** To do **
All the data below goes into the copy word for word, but the pictures don't.
### Materials provided
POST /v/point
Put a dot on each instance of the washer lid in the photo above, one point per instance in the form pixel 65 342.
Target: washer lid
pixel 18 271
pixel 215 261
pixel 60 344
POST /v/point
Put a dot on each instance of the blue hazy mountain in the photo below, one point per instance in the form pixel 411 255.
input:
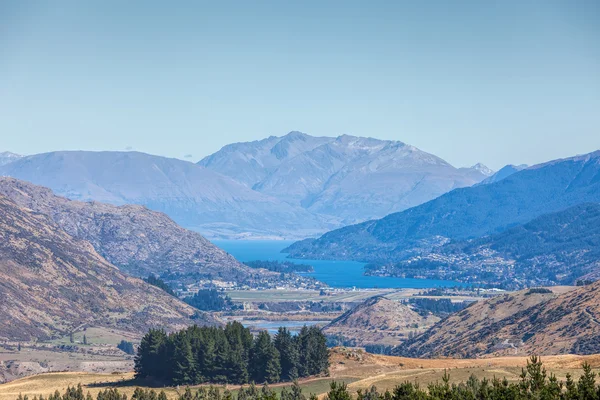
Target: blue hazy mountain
pixel 346 177
pixel 503 172
pixel 7 157
pixel 464 213
pixel 195 197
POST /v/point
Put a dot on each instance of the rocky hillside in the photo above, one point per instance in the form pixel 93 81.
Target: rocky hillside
pixel 379 321
pixel 554 249
pixel 526 322
pixel 502 173
pixel 195 197
pixel 463 213
pixel 137 240
pixel 52 283
pixel 346 177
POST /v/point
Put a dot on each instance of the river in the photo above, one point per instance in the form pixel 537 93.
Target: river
pixel 337 274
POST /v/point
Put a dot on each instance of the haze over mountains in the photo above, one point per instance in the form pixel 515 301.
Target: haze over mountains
pixel 294 186
pixel 52 283
pixel 347 177
pixel 195 197
pixel 463 213
pixel 521 323
pixel 8 157
pixel 137 240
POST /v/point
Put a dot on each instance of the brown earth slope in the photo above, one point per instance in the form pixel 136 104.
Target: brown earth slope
pixel 132 237
pixel 53 283
pixel 379 321
pixel 517 324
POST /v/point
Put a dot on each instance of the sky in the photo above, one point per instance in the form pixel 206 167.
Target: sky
pixel 514 81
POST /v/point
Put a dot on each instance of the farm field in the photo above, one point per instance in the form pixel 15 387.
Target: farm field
pixel 358 369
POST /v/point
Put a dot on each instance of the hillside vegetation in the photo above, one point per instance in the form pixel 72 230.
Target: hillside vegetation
pixel 525 322
pixel 463 213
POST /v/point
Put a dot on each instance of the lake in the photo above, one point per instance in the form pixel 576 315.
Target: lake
pixel 337 274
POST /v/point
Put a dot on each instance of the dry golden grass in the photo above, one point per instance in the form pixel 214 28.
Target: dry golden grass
pixel 361 370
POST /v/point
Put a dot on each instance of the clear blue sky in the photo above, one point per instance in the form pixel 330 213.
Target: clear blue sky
pixel 511 82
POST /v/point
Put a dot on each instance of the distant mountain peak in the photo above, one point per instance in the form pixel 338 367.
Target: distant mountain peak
pixel 7 157
pixel 483 169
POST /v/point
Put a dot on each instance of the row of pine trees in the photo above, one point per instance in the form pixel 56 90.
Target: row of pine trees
pixel 534 384
pixel 231 355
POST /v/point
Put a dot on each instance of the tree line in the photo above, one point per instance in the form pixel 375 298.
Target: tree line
pixel 286 267
pixel 230 355
pixel 210 300
pixel 534 384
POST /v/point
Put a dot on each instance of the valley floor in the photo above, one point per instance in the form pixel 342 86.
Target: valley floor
pixel 358 369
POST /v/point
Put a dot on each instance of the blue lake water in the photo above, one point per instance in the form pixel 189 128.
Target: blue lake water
pixel 338 274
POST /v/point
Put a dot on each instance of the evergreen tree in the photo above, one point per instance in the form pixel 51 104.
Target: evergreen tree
pixel 264 360
pixel 338 391
pixel 184 371
pixel 288 350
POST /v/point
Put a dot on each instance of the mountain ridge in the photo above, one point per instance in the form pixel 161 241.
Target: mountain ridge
pixel 532 321
pixel 463 213
pixel 195 197
pixel 139 241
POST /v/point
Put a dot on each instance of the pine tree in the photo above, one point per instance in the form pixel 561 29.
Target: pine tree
pixel 338 391
pixel 183 371
pixel 289 356
pixel 150 360
pixel 264 360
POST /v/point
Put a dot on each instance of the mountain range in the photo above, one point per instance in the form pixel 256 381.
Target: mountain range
pixel 379 320
pixel 53 283
pixel 558 248
pixel 7 157
pixel 195 197
pixel 533 321
pixel 463 213
pixel 294 186
pixel 139 241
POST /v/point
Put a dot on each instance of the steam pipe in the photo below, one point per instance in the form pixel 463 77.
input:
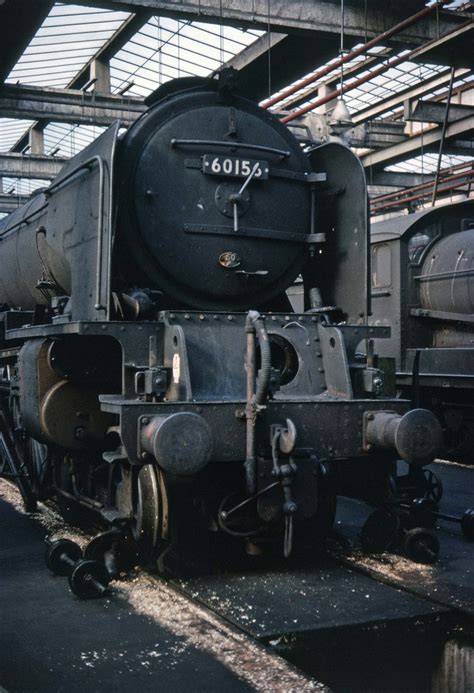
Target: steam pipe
pixel 396 29
pixel 255 326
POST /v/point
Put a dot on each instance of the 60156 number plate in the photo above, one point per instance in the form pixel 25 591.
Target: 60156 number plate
pixel 233 166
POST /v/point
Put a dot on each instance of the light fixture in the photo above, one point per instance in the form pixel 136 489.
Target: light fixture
pixel 341 118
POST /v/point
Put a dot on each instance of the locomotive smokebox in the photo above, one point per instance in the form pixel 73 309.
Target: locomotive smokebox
pixel 447 278
pixel 416 436
pixel 181 443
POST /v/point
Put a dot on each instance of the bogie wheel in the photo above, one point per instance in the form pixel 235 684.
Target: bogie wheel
pixel 55 553
pixel 421 545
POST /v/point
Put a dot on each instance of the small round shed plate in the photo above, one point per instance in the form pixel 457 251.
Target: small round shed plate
pixel 229 259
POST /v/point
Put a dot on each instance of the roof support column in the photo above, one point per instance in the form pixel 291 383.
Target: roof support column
pixel 100 73
pixel 36 140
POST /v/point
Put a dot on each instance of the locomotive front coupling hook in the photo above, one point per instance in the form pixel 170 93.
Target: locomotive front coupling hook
pixel 255 327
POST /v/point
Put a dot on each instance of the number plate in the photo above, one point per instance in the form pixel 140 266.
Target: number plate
pixel 234 167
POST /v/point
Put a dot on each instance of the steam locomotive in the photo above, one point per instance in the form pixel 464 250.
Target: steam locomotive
pixel 422 286
pixel 154 372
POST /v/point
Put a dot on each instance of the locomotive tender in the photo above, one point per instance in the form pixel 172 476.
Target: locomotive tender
pixel 154 372
pixel 422 286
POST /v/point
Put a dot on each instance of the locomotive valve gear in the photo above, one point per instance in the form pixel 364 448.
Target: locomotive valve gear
pixel 416 435
pixel 466 520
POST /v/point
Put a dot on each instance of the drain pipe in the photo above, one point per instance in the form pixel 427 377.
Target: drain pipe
pixel 255 327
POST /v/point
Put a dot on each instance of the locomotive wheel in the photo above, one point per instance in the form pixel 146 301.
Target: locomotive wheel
pixel 89 579
pixel 380 531
pixel 150 510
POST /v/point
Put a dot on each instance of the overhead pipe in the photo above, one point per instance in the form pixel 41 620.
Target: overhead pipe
pixel 397 203
pixel 366 78
pixel 445 174
pixel 396 29
pixel 443 135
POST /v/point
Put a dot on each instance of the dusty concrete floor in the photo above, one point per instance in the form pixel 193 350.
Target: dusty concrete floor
pixel 144 636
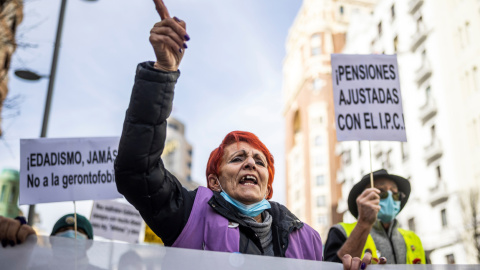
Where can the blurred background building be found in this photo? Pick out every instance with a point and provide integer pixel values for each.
(177, 154)
(312, 161)
(438, 57)
(11, 14)
(9, 191)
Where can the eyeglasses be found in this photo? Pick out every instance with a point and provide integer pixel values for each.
(397, 196)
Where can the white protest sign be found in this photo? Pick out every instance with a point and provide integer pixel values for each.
(117, 221)
(366, 94)
(73, 169)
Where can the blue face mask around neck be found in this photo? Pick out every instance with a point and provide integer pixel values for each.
(251, 210)
(388, 209)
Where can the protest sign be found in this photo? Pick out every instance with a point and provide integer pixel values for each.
(151, 237)
(73, 169)
(115, 220)
(367, 99)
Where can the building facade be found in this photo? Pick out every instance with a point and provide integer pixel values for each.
(177, 154)
(438, 58)
(311, 158)
(11, 14)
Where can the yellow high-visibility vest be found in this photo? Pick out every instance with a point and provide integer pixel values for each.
(415, 252)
######
** Result for this exercise **
POST /v/point
Put a dot on each instance of the washer lid in the photo above, one point per instance in the form pixel 65 342.
Target: washer lid
pixel 18 271
pixel 215 261
pixel 60 344
POST /v/point
Put a dot on each instance of the blue hazy mountain in the photo below, one point per instance in the form pixel 411 255.
input:
Target: blue hazy mountain
pixel 346 177
pixel 503 172
pixel 7 157
pixel 464 213
pixel 195 197
POST /v/point
Put a dot on each instance of the rocky hillside in the photo above, one point per instance in the form pixel 93 81.
Target: rocky hillside
pixel 379 321
pixel 554 249
pixel 526 322
pixel 502 173
pixel 195 197
pixel 463 213
pixel 137 240
pixel 52 283
pixel 346 177
POST /v/point
Put a dot on each instance of the river in the photo above, one point per instance in the form pixel 537 93.
Target: river
pixel 337 274
POST /v/point
Put a dot on each instance of the haze over mountains in the photo above, one point per instance in the form pixel 515 301.
Target: haze over mountains
pixel 294 186
pixel 52 283
pixel 347 177
pixel 195 197
pixel 463 213
pixel 521 323
pixel 8 157
pixel 137 240
POST /v/point
Put a dot on each instance of the brown earth slope in the photo above, one point per instance in the form pixel 136 104.
Target: brown earth slope
pixel 132 237
pixel 53 283
pixel 379 321
pixel 517 324
POST /v/point
Put a dot on each instance of the sky in the photo above, one point per instance in the form pixel 206 167.
Target: sky
pixel 514 81
POST /v/point
Put a dot on each instance of the farm field in the photo above, one point per instance in the form pixel 15 387.
Target: farm field
pixel 358 369
POST /v/point
Put a dot on each instance of the hillside vegetation in the photo above, one point per instance in the form pixel 72 230.
Target: hillside vegetation
pixel 525 322
pixel 463 213
POST /v/point
Put a dot on each instance of the lake in the photo above, one point per instance in the form pixel 576 315.
Target: lake
pixel 337 274
POST /v/point
Put a dot on each instance of the dry golden grass in the photo above, one point per instance in the form pixel 214 28.
Target: dry golden grass
pixel 361 370
POST /v/point
Put a dot on each instance of the clear blue sky in the photo above, one point per instance in the form pixel 330 213.
Target: clear blue sky
pixel 511 82
POST /v/point
Put a dot on each instance of the distant mountain peak in the photo above, one point per instance in the form pixel 338 367.
Target: distant mountain peak
pixel 7 157
pixel 483 169
POST /v/point
Put a dot on each instance of the row of pine trees in the photo above, one point per instance in the form pixel 56 90.
Target: row of pine trees
pixel 534 384
pixel 231 355
POST /v/point
Put a dot on each instance of the tree line in the photo above, one point per instance in the form pixel 375 298.
Target: tree line
pixel 286 267
pixel 230 355
pixel 210 300
pixel 534 384
POST /v/point
Put a dot on each instance of the valley floor in the photo above, one point per instance in the form pixel 342 86.
Target: valley floor
pixel 358 369
POST /v/point
Put a dot on each instance of the blue lake water in the photo above, one point per instance in the form pixel 189 128.
Target: blue lake water
pixel 338 274
POST /v/point
Put a dot on each instance of the evergreen tree in the photo above, one point per instance in the form pixel 51 104.
Target: evergreen tree
pixel 264 360
pixel 338 391
pixel 184 371
pixel 288 350
POST /v/point
Put a dot on each instance of the mountain ridge in the photo above, one point per instance in the form pixel 161 241.
Target: mountain ridge
pixel 532 321
pixel 463 213
pixel 195 197
pixel 139 241
POST /v/point
Put a dot on each instance of the pine tree in the photo above, one point per instance in the form pixel 561 29.
Target: pine tree
pixel 338 391
pixel 183 371
pixel 289 356
pixel 150 360
pixel 264 360
POST /v/point
Put a dot on each instance of the mountain range in the photo above, one point per instance in the form pixel 256 381.
Target: mountain range
pixel 379 320
pixel 53 283
pixel 558 248
pixel 7 157
pixel 195 197
pixel 533 321
pixel 463 213
pixel 294 186
pixel 139 241
POST /v/point
Put a dot on each instance of the steam pipe in the photo below, one point per instance in the form pixel 463 77.
input:
Target: steam pipe
pixel 396 29
pixel 255 326
POST /v/point
Put a dot on each instance of the 60156 number plate in the photo above, one point per instance in the form pixel 25 591.
Target: 60156 number plate
pixel 233 166
POST /v/point
Put a dot on each instance of the light fixture in the photo above, one point per instance in the form pixel 136 489.
Target: light fixture
pixel 341 118
POST /v/point
Put a dot on each instance of the locomotive smokebox in the photo above, one point per instance in the form pixel 73 309.
Target: locomotive smokebox
pixel 447 278
pixel 416 436
pixel 181 443
POST /v/point
Put a dot on each instance of the bogie wheel in the photo above, one point per instance in the form pixel 235 684.
Target: bogie wheel
pixel 55 553
pixel 421 545
POST /v/point
Put a dot on each instance of the small round shed plate in the photo above, one point per instance in the form pixel 457 251.
Target: small round shed plate
pixel 229 259
POST /v/point
Put a dot on each instance of the roof support column in the photo above, one point per instance in the form pixel 291 383.
Target: roof support column
pixel 100 73
pixel 36 140
POST /v/point
Put a dot on each instance of the locomotive front coupling hook in the photo above, one point per instance in the form pixel 170 93.
Target: locomotive front coupling hook
pixel 255 327
POST /v/point
Put a dot on each instance of the number plate in the photo above, one point per instance in the form pixel 140 266.
Target: number plate
pixel 234 167
POST /v/point
Put a dot on each instance of the steam locomotive in the photo above, one point per instance in the form pixel 464 250.
Target: steam locomotive
pixel 422 286
pixel 154 372
POST /v/point
Put a dot on each instance of the locomotive tender in the photo above, one point per instance in the form pixel 172 476.
Target: locomotive tender
pixel 154 372
pixel 422 286
POST /v/point
Put a dot on each instance of the locomotive valve gear in the photo above, one point per instance in the form pixel 364 448.
Target: locomotive valve gear
pixel 416 435
pixel 466 520
POST /v/point
Put a dot on each instance of the drain pipe in the photo above, one point per instance in the form pixel 427 377.
Target: drain pipe
pixel 255 327
POST /v/point
Put a dot on each instance of the locomotive wheel in the photo above, one point per instance in the form pixel 146 301.
Target: locomotive wheel
pixel 89 579
pixel 380 531
pixel 150 510
POST /v/point
Put a dot on each instance of the overhead pipe in the photo above, one point per instance in the form pixel 41 620.
Target: overhead pipe
pixel 397 203
pixel 366 78
pixel 445 174
pixel 396 29
pixel 443 135
POST /v/point
Put a dot on each instance of the dusty concrete floor in the photo above, one point per instance in the form pixel 193 350.
Target: dusty concrete floor
pixel 144 636
Where can the blurred background building be found in this photo? Pick out every instance with a point and provide integer pixel values for each.
(177, 154)
(312, 161)
(438, 57)
(11, 14)
(9, 191)
Where can the eyeglasses be found in this photo? Pick out every instance with a point and provide integer pixel values for each.
(397, 196)
Where can the white protest sign be found in this photo? Pick out every instance with a point and provide integer pixel values for each.
(117, 221)
(366, 94)
(73, 169)
Where can the blue face mask around neck be found in this photo? Pick out every instance with a point and provide integer pixel values for each.
(251, 210)
(388, 209)
Where can the protest sign be found in this photo? Pick out every instance with a point and provide integer pixel values for each.
(151, 237)
(73, 169)
(115, 220)
(367, 99)
Where can the building facade be found in this photo? Pick out every instance with a point and provide integer pixel values for each.
(177, 154)
(438, 58)
(311, 158)
(11, 14)
Where can the yellow high-visibility vest be found in this photo? Pick out every instance with a point and provide integer pixel values for each.
(415, 252)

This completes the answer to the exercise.